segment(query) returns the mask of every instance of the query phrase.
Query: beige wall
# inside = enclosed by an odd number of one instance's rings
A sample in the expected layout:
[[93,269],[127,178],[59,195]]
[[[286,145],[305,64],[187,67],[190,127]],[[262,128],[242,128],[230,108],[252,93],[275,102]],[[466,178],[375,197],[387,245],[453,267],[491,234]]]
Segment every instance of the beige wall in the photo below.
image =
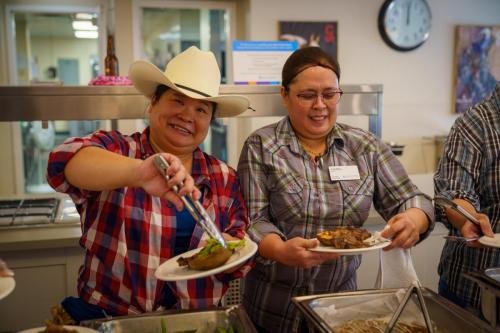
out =
[[426,159],[434,146],[425,138],[446,134],[456,118],[451,104],[454,27],[500,24],[500,1],[427,1],[433,15],[430,37],[410,52],[394,51],[381,39],[377,15],[384,0],[250,0],[247,15],[254,24],[247,38],[276,38],[280,20],[338,22],[341,83],[383,84],[383,138],[407,144],[402,161],[409,172],[429,172],[433,164]]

—————

> _Goal of the exercise_
Copy out all lines of the material containing the word "wall".

> _Response to this task_
Query: beige wall
Segment every instance of the beige wall in the photo below.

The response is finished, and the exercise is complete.